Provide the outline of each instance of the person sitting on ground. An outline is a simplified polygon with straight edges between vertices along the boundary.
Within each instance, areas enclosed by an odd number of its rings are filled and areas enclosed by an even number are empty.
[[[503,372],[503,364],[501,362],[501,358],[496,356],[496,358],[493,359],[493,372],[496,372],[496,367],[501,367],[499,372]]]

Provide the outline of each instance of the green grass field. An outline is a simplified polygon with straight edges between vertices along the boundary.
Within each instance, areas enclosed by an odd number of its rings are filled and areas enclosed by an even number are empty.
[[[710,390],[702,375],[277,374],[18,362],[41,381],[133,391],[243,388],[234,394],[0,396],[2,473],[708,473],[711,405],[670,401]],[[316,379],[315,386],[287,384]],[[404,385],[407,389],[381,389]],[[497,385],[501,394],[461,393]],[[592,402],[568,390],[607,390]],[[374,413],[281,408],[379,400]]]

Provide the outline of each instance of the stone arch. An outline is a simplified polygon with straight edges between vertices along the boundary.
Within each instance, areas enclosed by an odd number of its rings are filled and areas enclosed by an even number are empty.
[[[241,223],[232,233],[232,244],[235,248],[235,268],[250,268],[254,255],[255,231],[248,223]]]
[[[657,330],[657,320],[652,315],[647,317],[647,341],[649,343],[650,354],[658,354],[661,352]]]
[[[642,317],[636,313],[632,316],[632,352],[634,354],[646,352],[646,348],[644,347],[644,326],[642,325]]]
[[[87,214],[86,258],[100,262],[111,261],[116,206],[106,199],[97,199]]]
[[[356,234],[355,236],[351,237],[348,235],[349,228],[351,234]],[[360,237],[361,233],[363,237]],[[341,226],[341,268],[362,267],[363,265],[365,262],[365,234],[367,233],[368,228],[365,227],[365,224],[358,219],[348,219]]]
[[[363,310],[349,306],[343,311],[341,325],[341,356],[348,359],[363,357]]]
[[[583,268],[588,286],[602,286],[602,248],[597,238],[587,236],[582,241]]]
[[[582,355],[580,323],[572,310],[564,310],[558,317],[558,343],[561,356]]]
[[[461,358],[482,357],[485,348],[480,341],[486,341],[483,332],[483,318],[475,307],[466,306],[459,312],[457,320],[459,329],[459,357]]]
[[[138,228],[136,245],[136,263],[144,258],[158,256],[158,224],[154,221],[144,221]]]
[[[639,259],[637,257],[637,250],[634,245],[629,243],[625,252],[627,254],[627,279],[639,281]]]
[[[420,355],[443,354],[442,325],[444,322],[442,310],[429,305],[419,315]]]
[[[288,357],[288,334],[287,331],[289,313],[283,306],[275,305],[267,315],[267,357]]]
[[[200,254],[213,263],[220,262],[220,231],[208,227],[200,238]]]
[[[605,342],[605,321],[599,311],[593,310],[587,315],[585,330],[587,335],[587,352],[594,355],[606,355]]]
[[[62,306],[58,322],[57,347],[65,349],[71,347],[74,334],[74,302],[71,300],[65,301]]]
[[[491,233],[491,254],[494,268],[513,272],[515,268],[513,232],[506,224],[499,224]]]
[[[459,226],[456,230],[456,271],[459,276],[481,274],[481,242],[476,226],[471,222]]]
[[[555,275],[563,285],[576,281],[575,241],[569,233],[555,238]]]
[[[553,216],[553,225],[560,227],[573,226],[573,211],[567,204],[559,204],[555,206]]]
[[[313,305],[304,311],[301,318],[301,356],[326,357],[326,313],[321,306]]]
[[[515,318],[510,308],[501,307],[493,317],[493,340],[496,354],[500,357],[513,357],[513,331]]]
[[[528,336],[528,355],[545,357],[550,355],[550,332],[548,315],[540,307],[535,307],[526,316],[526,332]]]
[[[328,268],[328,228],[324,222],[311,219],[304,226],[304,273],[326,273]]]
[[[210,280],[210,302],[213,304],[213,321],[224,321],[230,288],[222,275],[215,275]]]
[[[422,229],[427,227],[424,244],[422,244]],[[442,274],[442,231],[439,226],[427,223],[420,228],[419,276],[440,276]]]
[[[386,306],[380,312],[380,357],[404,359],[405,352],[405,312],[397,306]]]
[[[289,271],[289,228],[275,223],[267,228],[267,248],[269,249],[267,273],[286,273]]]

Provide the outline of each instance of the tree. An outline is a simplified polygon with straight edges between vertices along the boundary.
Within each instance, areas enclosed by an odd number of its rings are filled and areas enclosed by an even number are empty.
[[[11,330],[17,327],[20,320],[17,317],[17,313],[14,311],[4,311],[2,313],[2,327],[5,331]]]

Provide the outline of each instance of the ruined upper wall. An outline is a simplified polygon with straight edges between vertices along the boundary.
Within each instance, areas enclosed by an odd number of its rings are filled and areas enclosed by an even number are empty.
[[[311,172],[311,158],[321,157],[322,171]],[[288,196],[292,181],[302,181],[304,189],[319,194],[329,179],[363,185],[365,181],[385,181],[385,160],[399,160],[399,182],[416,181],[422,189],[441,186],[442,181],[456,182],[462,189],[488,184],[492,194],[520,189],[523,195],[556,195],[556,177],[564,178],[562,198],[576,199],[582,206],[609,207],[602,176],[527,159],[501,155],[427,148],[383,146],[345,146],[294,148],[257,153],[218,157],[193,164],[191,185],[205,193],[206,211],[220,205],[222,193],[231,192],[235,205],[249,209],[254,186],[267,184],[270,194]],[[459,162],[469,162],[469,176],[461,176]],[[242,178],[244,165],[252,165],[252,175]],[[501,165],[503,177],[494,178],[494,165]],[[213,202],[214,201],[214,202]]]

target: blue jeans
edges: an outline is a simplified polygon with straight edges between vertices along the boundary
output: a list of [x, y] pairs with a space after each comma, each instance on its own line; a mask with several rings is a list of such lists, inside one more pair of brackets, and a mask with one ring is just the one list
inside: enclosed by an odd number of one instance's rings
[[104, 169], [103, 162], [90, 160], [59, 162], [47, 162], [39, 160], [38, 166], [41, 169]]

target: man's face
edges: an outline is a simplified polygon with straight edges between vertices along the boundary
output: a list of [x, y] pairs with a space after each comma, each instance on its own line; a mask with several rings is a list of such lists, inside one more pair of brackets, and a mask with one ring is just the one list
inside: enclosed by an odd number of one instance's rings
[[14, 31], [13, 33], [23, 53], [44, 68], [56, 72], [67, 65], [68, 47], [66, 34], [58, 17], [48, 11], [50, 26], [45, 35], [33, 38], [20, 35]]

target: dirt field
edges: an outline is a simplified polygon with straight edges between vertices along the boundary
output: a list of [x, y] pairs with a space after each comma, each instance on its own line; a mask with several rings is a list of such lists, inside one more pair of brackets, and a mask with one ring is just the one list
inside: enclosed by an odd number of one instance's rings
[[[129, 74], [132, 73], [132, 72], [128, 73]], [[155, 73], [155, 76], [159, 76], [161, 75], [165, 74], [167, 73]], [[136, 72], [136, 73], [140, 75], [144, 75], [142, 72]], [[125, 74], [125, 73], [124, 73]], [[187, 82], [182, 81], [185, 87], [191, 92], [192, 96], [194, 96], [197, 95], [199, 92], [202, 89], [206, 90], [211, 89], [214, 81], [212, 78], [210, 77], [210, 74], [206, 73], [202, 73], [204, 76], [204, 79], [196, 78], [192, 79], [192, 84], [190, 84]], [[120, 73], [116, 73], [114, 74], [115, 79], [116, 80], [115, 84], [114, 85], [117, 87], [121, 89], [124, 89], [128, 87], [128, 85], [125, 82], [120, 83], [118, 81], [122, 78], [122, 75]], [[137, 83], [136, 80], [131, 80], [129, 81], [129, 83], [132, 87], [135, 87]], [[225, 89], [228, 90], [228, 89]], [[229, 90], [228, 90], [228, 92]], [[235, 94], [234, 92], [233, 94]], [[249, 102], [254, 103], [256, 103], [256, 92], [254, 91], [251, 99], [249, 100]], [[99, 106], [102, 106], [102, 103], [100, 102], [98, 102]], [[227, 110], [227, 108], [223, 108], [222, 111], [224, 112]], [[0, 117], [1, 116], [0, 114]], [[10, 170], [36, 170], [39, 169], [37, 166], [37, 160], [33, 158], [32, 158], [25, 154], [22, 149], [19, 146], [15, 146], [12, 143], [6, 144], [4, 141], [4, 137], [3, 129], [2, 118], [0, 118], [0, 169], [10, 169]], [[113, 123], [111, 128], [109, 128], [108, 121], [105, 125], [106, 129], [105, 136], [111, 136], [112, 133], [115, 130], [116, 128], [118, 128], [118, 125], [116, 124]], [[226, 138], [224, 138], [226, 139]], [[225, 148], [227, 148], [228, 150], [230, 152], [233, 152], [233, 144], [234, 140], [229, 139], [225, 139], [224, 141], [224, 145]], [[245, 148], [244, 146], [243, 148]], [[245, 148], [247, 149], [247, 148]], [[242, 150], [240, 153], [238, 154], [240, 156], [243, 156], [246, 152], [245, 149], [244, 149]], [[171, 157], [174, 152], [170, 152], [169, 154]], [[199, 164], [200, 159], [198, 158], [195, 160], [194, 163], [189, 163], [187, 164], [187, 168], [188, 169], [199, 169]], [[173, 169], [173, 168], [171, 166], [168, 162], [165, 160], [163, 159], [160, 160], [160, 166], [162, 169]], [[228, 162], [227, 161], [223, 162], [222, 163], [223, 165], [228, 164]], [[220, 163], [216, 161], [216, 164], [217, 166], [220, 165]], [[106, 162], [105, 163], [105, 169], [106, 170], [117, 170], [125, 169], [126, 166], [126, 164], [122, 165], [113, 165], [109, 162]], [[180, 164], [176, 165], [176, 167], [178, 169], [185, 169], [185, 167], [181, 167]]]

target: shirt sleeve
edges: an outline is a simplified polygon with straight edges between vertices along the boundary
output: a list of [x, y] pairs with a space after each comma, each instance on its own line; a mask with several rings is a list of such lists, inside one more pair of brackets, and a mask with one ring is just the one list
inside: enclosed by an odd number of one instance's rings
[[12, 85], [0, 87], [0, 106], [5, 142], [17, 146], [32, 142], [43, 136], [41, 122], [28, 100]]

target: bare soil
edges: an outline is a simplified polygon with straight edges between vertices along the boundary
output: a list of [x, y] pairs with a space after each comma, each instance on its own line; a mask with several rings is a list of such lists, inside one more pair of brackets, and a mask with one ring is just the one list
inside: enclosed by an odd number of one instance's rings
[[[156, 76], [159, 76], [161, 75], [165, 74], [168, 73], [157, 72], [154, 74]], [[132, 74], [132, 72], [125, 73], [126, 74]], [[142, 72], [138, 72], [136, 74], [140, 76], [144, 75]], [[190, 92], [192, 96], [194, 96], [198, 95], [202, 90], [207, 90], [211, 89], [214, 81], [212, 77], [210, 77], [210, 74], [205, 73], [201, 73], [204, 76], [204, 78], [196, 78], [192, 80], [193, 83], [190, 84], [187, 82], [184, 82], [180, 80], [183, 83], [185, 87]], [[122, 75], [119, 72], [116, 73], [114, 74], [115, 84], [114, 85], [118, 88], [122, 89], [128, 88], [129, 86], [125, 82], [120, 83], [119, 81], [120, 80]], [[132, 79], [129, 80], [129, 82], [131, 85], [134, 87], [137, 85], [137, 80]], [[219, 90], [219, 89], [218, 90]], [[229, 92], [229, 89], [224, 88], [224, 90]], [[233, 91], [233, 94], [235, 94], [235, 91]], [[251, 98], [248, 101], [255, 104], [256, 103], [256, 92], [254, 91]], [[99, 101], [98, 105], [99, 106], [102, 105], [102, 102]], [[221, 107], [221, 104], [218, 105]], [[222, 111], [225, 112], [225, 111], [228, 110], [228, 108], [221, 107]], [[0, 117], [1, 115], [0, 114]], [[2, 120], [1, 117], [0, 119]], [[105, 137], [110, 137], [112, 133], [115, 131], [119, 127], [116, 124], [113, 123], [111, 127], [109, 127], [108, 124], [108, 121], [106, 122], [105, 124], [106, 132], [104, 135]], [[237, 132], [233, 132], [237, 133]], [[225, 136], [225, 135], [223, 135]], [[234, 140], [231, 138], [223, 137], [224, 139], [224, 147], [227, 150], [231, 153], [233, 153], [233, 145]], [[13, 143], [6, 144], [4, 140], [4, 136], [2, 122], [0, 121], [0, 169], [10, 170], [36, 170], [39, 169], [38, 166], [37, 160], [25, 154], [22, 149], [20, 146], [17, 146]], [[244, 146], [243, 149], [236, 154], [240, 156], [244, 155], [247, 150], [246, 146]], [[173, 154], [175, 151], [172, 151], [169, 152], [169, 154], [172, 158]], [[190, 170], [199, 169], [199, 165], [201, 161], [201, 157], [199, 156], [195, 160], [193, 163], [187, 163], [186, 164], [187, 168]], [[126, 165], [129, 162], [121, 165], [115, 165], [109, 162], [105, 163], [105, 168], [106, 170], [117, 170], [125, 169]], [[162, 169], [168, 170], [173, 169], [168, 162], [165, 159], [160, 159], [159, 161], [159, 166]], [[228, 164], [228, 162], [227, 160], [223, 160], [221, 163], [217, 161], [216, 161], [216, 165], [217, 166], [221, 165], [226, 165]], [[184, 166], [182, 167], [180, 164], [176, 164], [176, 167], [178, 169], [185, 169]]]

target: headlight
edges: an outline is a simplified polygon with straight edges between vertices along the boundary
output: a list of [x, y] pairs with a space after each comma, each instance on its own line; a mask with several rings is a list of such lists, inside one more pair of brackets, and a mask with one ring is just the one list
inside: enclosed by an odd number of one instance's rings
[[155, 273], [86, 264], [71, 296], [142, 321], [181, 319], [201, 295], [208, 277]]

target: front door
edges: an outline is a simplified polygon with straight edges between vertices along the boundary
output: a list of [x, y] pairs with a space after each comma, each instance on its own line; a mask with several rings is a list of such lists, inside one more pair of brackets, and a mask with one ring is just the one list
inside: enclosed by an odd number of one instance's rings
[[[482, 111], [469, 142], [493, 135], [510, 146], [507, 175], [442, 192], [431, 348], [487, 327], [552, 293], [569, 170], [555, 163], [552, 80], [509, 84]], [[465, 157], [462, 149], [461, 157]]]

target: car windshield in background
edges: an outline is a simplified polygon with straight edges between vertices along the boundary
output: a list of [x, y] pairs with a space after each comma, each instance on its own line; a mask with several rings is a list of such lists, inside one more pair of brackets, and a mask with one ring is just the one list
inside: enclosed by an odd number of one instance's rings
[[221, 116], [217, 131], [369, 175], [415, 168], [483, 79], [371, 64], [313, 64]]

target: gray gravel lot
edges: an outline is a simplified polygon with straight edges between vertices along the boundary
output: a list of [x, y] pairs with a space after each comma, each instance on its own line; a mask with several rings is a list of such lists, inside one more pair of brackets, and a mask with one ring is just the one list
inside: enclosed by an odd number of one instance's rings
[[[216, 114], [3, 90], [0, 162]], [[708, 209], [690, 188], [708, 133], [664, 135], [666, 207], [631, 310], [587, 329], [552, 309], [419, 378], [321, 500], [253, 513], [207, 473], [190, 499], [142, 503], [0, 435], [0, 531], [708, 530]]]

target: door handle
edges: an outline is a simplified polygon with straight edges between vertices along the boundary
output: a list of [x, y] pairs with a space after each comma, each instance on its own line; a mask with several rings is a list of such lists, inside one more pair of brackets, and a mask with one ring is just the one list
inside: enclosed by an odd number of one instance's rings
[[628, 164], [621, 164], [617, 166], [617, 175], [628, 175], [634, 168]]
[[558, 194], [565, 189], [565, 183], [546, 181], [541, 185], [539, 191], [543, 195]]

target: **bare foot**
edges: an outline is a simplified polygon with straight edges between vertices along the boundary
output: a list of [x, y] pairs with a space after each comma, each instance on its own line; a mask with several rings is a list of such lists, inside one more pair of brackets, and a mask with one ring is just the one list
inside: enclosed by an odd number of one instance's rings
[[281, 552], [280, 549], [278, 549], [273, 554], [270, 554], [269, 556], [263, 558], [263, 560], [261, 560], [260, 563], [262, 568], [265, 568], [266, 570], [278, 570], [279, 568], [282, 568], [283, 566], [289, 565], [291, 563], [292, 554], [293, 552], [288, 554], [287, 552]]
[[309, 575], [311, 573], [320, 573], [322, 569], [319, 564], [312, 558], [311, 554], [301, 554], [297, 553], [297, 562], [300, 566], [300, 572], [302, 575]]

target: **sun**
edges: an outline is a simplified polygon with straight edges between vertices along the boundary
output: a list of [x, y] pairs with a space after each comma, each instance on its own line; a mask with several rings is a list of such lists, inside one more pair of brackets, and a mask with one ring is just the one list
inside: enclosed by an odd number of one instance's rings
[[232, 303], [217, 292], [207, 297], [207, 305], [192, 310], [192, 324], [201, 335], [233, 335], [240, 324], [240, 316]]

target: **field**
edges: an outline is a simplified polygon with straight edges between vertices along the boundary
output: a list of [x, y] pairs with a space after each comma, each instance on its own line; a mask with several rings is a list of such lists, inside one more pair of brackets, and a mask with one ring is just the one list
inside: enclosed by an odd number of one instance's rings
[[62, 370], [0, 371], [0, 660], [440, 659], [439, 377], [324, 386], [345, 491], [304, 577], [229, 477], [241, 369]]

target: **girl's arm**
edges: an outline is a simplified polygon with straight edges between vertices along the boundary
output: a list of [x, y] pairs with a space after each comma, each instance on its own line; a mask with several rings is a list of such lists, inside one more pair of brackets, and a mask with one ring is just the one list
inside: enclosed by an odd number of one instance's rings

________

- **Your task**:
Locate "target: **girl's arm**" in the data above. Then repeat, exactly, its line and each line after it through the last, adding nothing.

- **Written reply**:
target: **girl's arm**
edges: an outline is a simplified polygon with straight edges between vertices along the boundary
output: a list of [x, y] pairs with a space after each comma, each instance on its own line; a mask with several rings is a list of such lists, inside one more pair of brackets, and a mask with one ring is just the one list
inside: enclosed by an odd number of one instance's rings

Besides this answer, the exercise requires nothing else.